- **WHAT THE EXERCISE ASKS**
Rewrite all of the entries below as a numbered list, one line per number, leaving out any blank lines.

- **EXERCISE INPUT**
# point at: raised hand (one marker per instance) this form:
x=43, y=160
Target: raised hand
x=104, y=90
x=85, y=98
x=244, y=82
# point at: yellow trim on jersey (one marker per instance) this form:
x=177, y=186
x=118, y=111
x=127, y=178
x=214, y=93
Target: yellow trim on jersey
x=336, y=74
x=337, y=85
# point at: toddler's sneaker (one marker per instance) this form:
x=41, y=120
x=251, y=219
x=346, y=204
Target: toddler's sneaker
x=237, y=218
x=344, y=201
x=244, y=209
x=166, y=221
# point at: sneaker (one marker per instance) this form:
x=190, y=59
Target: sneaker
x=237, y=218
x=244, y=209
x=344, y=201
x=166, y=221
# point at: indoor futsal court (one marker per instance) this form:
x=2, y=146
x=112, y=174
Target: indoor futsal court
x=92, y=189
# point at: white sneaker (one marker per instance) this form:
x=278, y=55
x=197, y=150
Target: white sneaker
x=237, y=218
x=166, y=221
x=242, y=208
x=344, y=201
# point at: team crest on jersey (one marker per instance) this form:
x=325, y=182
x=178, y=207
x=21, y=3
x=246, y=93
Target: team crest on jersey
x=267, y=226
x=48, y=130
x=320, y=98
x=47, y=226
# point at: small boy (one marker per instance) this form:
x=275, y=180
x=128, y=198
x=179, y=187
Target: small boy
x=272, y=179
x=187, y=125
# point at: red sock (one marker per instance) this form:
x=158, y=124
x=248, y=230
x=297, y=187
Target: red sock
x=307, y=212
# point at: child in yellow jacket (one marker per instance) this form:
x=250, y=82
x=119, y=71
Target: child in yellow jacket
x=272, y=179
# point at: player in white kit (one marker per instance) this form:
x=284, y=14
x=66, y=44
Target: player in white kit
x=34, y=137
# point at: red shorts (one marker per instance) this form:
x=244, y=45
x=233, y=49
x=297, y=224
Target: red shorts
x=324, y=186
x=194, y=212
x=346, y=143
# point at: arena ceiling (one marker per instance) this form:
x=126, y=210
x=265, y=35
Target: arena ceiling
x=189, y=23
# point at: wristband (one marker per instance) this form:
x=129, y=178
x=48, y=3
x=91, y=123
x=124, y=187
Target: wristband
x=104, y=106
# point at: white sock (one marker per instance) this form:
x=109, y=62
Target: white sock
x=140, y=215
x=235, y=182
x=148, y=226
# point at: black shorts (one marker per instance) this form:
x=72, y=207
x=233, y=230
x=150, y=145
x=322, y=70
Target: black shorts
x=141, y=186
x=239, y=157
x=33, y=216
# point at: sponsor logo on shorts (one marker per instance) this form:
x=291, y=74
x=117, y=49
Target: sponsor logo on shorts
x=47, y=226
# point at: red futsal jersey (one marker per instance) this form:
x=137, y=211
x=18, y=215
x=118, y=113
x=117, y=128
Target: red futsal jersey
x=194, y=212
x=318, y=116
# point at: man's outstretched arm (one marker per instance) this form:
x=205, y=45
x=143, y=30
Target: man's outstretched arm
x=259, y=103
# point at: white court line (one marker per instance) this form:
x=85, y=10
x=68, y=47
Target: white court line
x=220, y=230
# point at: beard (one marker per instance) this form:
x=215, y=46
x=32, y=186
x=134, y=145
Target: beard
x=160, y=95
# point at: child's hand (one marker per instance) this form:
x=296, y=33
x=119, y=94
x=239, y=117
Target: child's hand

- **EXERCISE RESULT**
1. # point at: raised hand (one marker per instance) this form:
2. x=43, y=160
3. Target: raised hand
4. x=104, y=90
5. x=85, y=98
6. x=244, y=82
7. # point at: yellow trim on jersey (one marker per instance) this form:
8. x=177, y=186
9. x=118, y=111
10. x=127, y=178
11. x=214, y=93
12. Target: yellow trim on jersey
13. x=336, y=74
14. x=337, y=85
15. # point at: toddler's sneaker (one marker per instance) this form:
16. x=41, y=120
17. x=251, y=219
18. x=346, y=204
19. Target: toddler's sneaker
20. x=237, y=218
21. x=344, y=201
22. x=244, y=209
23. x=166, y=221
24. # point at: sneaker (one marker per instance) this form:
25. x=190, y=59
26. Target: sneaker
27. x=237, y=218
28. x=244, y=209
29. x=344, y=201
30. x=166, y=221
31. # point at: indoor futsal court (one marker per instance) this form:
32. x=2, y=146
33. x=112, y=174
34. Target: indoor futsal court
35. x=92, y=189
36. # point at: white sneaker (one marker per instance) this form:
37. x=278, y=55
38. x=197, y=150
39. Target: white sneaker
40. x=237, y=218
41. x=166, y=221
42. x=242, y=208
43. x=344, y=201
44. # point at: team crest on jersey (one marker per instance) this form:
45. x=325, y=182
46. x=178, y=207
47. x=21, y=3
48. x=246, y=93
49. Target: team crest on jersey
50. x=267, y=226
51. x=48, y=130
52. x=320, y=98
53. x=47, y=226
54. # point at: small boy (one marker per instance) this form:
55. x=275, y=180
56. x=128, y=198
57. x=179, y=187
58. Target: small boy
59. x=272, y=179
60. x=187, y=125
61. # point at: red sock (one marker per instance) this form:
62. x=158, y=124
63. x=248, y=230
64. x=297, y=187
65. Target: red sock
66. x=307, y=212
67. # point at: child in yellow jacket (one marker per instance) this form:
68. x=250, y=82
69. x=119, y=71
70. Target: child in yellow jacket
71. x=272, y=179
72. # point at: player in white kit (one marker per instance) this form:
73. x=284, y=14
74. x=66, y=44
75. Target: player in white kit
76. x=34, y=137
77. # point at: red shorts (one marker per instance) this form:
78. x=244, y=45
79. x=233, y=49
80. x=297, y=224
81. Target: red shorts
82. x=324, y=186
83. x=194, y=212
84. x=346, y=143
85. # point at: arena ceiling (one marker per instance) this form:
86. x=126, y=210
87. x=265, y=35
88. Target: arena ceiling
89. x=189, y=23
90. # point at: wristband (one marker per instance) this form:
91. x=129, y=178
92. x=48, y=3
93. x=91, y=123
94. x=124, y=187
95. Target: wristband
96. x=104, y=106
97. # point at: white sock (one marker per instance) this form:
98. x=109, y=62
99. Target: white sock
100. x=140, y=215
101. x=235, y=182
102. x=148, y=226
103. # point at: black shorts (one marker per instance) this form:
104. x=72, y=207
105. x=233, y=230
106. x=150, y=145
107. x=322, y=70
108. Target: black shorts
109. x=141, y=186
110. x=239, y=157
111. x=33, y=216
112. # point at: sponsor logo on shorts (one marker per instance) this form:
113. x=291, y=74
114. x=117, y=49
115. Target: sponsor logo on shorts
116. x=47, y=226
117. # point at: red futsal jersey (one marker per instance) this form:
118. x=137, y=211
119. x=18, y=215
120. x=118, y=113
121. x=117, y=128
122. Target: red futsal jersey
123. x=194, y=212
124. x=318, y=116
125. # point at: man's outstretched arm (one marker per instance) this form:
126. x=205, y=45
127. x=143, y=30
128. Target: man's outstretched arm
129. x=259, y=103
130. # point at: white court line (one marker per instance) this form:
131. x=85, y=10
132. x=68, y=47
133. Target: white court line
134. x=220, y=230
135. # point at: beard (one marker per instance) this form:
136. x=215, y=46
137. x=32, y=186
138. x=134, y=145
139. Target: beard
140. x=160, y=95
141. # point at: child's hand (one marker per instance) this form:
142. x=296, y=33
143. x=119, y=94
144. x=239, y=117
145. Target: child's hand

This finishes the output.